*SET TASK*. Please print every record below exactly as it appears.

[begin ENTRIES SHOWN]

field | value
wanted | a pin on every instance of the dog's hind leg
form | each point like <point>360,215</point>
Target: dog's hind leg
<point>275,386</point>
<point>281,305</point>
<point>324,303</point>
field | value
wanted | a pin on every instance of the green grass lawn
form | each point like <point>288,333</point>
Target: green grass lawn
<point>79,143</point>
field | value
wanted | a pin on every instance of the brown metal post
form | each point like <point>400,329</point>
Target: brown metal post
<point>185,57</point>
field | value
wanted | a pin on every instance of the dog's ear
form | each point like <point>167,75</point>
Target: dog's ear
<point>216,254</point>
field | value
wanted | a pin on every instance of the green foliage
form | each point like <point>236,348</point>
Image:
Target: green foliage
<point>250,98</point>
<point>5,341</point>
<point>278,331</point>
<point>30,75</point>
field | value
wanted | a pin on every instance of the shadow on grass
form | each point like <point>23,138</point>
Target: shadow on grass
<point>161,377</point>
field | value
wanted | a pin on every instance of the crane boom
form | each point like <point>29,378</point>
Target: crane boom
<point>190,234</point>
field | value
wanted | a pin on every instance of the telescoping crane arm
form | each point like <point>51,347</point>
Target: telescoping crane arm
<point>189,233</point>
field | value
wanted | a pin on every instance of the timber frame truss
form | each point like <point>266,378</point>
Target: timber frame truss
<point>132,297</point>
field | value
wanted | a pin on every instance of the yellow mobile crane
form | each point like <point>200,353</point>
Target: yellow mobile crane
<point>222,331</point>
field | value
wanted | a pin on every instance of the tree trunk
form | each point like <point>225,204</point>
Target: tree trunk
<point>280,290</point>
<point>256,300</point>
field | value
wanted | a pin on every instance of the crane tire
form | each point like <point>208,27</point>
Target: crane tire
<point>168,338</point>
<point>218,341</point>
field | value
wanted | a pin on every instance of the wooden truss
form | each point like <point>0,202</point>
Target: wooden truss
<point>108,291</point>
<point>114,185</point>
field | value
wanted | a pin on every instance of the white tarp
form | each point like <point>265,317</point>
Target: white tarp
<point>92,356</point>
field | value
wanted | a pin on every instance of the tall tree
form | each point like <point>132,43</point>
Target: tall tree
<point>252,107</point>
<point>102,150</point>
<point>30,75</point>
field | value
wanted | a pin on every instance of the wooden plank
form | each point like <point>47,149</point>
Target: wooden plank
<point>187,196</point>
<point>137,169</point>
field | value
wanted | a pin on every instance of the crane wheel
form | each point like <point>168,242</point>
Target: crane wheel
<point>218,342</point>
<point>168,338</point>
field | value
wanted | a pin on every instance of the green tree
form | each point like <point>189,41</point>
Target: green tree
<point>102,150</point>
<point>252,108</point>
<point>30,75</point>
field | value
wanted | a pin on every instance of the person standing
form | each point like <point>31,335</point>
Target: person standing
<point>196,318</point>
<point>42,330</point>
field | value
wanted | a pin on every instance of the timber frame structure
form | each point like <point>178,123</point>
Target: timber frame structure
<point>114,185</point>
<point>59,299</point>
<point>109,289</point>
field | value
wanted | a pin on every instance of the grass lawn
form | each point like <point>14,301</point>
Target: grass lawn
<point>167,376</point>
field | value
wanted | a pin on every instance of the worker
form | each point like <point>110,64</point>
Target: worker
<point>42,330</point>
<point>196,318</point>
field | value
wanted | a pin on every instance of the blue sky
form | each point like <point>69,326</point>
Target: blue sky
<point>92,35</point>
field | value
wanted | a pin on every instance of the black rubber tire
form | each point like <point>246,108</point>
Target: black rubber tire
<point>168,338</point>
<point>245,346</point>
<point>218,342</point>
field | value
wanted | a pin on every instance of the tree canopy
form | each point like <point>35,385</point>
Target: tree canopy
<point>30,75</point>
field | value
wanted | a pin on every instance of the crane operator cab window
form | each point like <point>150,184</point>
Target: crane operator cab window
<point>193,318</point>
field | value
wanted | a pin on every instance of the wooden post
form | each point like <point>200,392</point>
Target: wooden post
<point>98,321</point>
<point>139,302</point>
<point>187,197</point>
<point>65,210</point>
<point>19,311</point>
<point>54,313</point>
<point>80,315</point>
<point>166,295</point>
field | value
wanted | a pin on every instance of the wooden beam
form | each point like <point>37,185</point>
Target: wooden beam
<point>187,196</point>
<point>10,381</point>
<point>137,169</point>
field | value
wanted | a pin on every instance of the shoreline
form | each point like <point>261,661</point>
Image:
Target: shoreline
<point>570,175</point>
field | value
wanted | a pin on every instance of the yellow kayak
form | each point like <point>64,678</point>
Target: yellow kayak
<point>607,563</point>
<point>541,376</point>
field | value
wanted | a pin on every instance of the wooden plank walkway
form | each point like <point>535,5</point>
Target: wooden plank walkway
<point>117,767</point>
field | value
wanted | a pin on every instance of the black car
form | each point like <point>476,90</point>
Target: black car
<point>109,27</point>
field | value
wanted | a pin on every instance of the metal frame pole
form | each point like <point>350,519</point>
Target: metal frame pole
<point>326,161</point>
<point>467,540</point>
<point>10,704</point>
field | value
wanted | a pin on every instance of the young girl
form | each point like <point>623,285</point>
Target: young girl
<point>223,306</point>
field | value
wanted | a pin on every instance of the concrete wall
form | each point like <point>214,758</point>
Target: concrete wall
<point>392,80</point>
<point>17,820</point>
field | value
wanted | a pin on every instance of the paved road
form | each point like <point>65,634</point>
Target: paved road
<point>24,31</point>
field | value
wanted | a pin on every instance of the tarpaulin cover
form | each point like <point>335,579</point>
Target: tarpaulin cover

[end ENTRIES SHOWN]

*EXERCISE SOLUTION*.
field | value
wanted | a pin on every instance of the dog's hind leg
form | each point like <point>360,215</point>
Target: dog's hind leg
<point>275,386</point>
<point>281,305</point>
<point>324,303</point>
field | value
wanted | a pin on every instance of the green grass lawn
form | each point like <point>288,333</point>
Target: green grass lawn
<point>79,143</point>
field | value
wanted | a pin on every instance of the brown metal post
form | each point like <point>400,329</point>
Target: brown metal post
<point>185,57</point>
field | value
wanted | a pin on every instance of the dog's ear
form | each point like <point>167,75</point>
Target: dog's ear
<point>216,254</point>
field | value
wanted | a pin on every instance of the green foliage
form | each point like <point>236,348</point>
Image:
Target: green foliage
<point>250,98</point>
<point>5,341</point>
<point>278,331</point>
<point>30,75</point>
field | value
wanted | a pin on every instance of the shadow on grass
form | each point like <point>23,138</point>
Target: shadow on grass
<point>161,377</point>
field | value
wanted | a pin on every instance of the crane boom
form | each point like <point>29,378</point>
Target: crane boom
<point>190,234</point>
field | value
wanted | a pin on every instance of the telescoping crane arm
form | each point like <point>51,347</point>
Target: telescoping crane arm
<point>189,233</point>
field | value
wanted | a pin on every instance of the timber frame truss
form | each point like <point>266,378</point>
Target: timber frame truss
<point>132,297</point>
field | value
wanted | a pin on every instance of the yellow mobile crane
form | each point like <point>200,353</point>
Target: yellow mobile crane
<point>222,331</point>
field | value
wanted | a pin on every instance of the tree trunk
form | each point like <point>225,204</point>
Target: tree trunk
<point>280,290</point>
<point>256,300</point>
field | value
wanted | a pin on every instance of the crane tire
form | each point like <point>208,27</point>
Target: crane tire
<point>168,338</point>
<point>218,341</point>
field | value
wanted | a pin on every instance of the wooden truss
form | each point like <point>0,202</point>
Target: wooden truss
<point>108,291</point>
<point>114,185</point>
field | value
wanted | a pin on every instance of the white tarp
form | each point like <point>265,317</point>
Target: white tarp
<point>92,356</point>
field | value
wanted | a pin on every instance of the tall tree
form | each point like <point>132,43</point>
Target: tall tree
<point>252,107</point>
<point>102,150</point>
<point>30,75</point>
field | value
wanted | a pin on every instance of the wooden plank
form | each point like <point>47,149</point>
Target: wooden plank
<point>187,196</point>
<point>137,169</point>
field | value
wanted | a pin on every instance of the crane wheel
form | each point like <point>168,242</point>
Target: crane wheel
<point>218,342</point>
<point>168,338</point>
field | value
wanted | a pin on every instance of the green tree
form | each point like <point>189,41</point>
Target: green tree
<point>102,150</point>
<point>252,108</point>
<point>30,75</point>
field | value
wanted | a pin on every instance of the person standing
form | each point like <point>31,335</point>
Target: person standing
<point>196,318</point>
<point>42,330</point>
field | value
wanted | a pin on every instance of the timber frame structure
form | each point like <point>178,123</point>
Target: timber frame structure
<point>114,185</point>
<point>59,299</point>
<point>109,289</point>
field | value
wanted | a pin on every instance of the grass lawn
form | each point like <point>14,301</point>
Target: grass lawn
<point>167,376</point>
field | value
wanted | a pin on every instance of the worker
form | each point like <point>110,64</point>
Target: worker
<point>42,330</point>
<point>196,318</point>
field | value
wanted | a pin on every instance of the blue sky
form | each point like <point>69,326</point>
Target: blue sky
<point>92,35</point>
field | value
wanted | a pin on every instance of the black rubber tire
form | each point like <point>246,108</point>
Target: black rubber tire
<point>168,338</point>
<point>245,346</point>
<point>218,342</point>
field | value
wanted | a pin on every instance of the tree canopy
form | each point like <point>35,385</point>
Target: tree canopy
<point>30,75</point>
field | value
wanted | a pin on every instance of the crane operator cab window
form | each point like <point>150,184</point>
Target: crane operator cab window
<point>193,318</point>
field | value
wanted | a pin on every instance of the wooden post
form | each point like <point>200,392</point>
Target: wooden post
<point>98,321</point>
<point>139,302</point>
<point>187,197</point>
<point>65,210</point>
<point>19,311</point>
<point>54,313</point>
<point>80,315</point>
<point>166,295</point>
field | value
wanted | a pin on every instance of the wooden beam
form | each point like <point>37,185</point>
Target: wooden beam
<point>187,196</point>
<point>10,381</point>
<point>137,169</point>
field | value
wanted | a pin on every instance of the shoreline
form | each point like <point>261,661</point>
Image:
Target: shoreline
<point>570,175</point>
field | value
wanted | a pin on every instance of the yellow kayak
form | each point like <point>64,678</point>
Target: yellow kayak
<point>607,563</point>
<point>541,376</point>
field | value
wanted | a pin on every instance of the wooden plank walkway
form | each point like <point>535,5</point>
Target: wooden plank walkway
<point>117,767</point>
field | value
wanted | a pin on every instance of the black car
form | each point like <point>476,90</point>
Target: black car
<point>109,27</point>
field | value
wanted | a pin on every instance of the metal frame pole
form | each point like <point>350,519</point>
Target: metal frame pole
<point>326,161</point>
<point>467,540</point>
<point>10,704</point>
field | value
wanted | a pin on every instance of the young girl
form | each point like <point>623,285</point>
Target: young girl
<point>223,306</point>
field | value
wanted | a pin on every instance of the concrete wall
form | each point like <point>214,758</point>
Target: concrete wall
<point>392,80</point>
<point>17,820</point>
field | value
wanted | a pin on every instance of the paved road
form | each point like <point>65,634</point>
Target: paved road
<point>24,31</point>
field | value
wanted | a pin on every instance of the tarpaulin cover
form | each point like <point>335,579</point>
Target: tarpaulin cover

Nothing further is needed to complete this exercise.